§ **Extracted data**:
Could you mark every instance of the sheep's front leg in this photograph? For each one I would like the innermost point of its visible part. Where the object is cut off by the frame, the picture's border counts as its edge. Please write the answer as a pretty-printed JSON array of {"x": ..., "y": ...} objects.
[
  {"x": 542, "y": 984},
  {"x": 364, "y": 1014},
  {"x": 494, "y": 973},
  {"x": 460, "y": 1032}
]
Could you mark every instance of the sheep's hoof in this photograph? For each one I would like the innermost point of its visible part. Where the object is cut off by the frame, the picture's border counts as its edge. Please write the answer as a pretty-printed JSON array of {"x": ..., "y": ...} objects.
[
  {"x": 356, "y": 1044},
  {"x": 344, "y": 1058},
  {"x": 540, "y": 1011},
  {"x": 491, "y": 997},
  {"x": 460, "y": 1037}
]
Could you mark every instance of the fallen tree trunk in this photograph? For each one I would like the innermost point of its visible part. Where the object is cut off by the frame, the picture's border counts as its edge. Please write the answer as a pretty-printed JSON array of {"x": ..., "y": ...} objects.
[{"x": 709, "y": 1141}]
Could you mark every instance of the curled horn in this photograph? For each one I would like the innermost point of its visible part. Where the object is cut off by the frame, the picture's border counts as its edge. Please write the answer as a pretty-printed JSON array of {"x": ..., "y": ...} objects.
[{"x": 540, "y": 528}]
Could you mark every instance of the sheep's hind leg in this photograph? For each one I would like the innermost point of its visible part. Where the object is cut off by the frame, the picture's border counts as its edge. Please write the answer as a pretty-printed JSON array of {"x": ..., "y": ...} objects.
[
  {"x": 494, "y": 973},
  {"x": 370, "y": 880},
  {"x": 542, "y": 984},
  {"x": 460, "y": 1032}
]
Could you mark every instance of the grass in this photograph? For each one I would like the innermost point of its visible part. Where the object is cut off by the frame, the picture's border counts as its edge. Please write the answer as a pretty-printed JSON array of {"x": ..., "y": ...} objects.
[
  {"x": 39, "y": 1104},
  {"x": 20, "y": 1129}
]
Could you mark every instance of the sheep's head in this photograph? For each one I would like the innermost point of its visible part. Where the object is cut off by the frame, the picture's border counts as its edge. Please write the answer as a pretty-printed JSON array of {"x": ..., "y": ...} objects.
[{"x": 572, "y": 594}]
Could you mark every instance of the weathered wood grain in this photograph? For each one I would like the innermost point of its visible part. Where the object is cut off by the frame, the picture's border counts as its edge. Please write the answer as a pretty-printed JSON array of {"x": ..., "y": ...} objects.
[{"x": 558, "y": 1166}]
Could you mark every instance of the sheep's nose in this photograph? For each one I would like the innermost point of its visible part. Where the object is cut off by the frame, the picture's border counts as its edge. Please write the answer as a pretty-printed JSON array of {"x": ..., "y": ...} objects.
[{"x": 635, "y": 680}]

§ **Work item**: Retype the material in full. Each word must match.

§ **Expected answer**:
Could you mark every instance of the sheep's front leg in this photograph? For each one I would like the innermost point of its visible part. Where the object is cut off by the frame, the picture's border counts as its edge. Please write the answer as a pretty-printed JSON array of {"x": ..., "y": ...} objects.
[
  {"x": 542, "y": 984},
  {"x": 364, "y": 1014},
  {"x": 494, "y": 973},
  {"x": 460, "y": 1032}
]
Could you mark every instance of the sheep's hoof in this photograph? For each one I would like the innermost point of its visible part. Where the object is cut off by the frame, the picture's border counts as its edge. Please write the answer as a pretty-printed JSON array of {"x": ..., "y": ...} objects.
[
  {"x": 356, "y": 1044},
  {"x": 344, "y": 1058},
  {"x": 540, "y": 1011},
  {"x": 491, "y": 997},
  {"x": 460, "y": 1037}
]
Could you mark every instance of the fallen tree trunk in this photograph? For each one I would like the innermost point of its visible part. Where the object is cut off by the frame, the picture's border counts as its edge. Please write the answer as a pretty-printed JSON array of {"x": ..., "y": ...} objects.
[{"x": 709, "y": 1141}]
Could you mark every instance of the curled horn in this photograph? For each one I would like the innermost point of its visible part. Where the object is cut off by the frame, the picture's border counts as its edge. Please write the answer as a pretty-printed JSON array of {"x": ..., "y": ...} objects.
[{"x": 540, "y": 528}]
Could you mark every instance of the sheep's hind leg in this photograph? For each one I would like the innermost point of its visible part. Where the object is cut off by the frame, the picture's border counts as its edge. Please write the answer as a pretty-printed JSON array of {"x": ..., "y": ...} objects.
[
  {"x": 494, "y": 973},
  {"x": 370, "y": 880},
  {"x": 542, "y": 984},
  {"x": 460, "y": 1032}
]
Could you mark every instance of the grass in this photograph? For each one I would like the innermost point of its visible part. Where the object is cut off by the frame, the picture's border counts as its edge. Please write the answer as a pretty-printed JSON array of {"x": ..., "y": ...} objects.
[
  {"x": 39, "y": 1104},
  {"x": 20, "y": 1129}
]
Could you mark every instance of the sheep's head in this photograph? For each one I would like the innermost point of its visible part. Where the object is cut off by the frame, the picture's border counts as its edge. Please write the answer as a pretty-printed JSON array of {"x": ..., "y": ...} objects.
[{"x": 572, "y": 594}]
Could you mark every instance of the weathered wood grain in this photograph? For each one I would like the innermost point of its visible part. Where the object is cut off by the frame, the picture's border counts as its edge. Please write the answer as a pretty-printed JSON array of {"x": ..., "y": ...} objects.
[{"x": 558, "y": 1166}]
Could you mark every instance of the sheep's nose in this photograph? For each one I would like the innermost point of its visible part. Where the object is cut off by the frame, the picture's border counts as its edge. Please write the answer as a pretty-printed JSON array of {"x": ..., "y": ...} objects.
[{"x": 635, "y": 680}]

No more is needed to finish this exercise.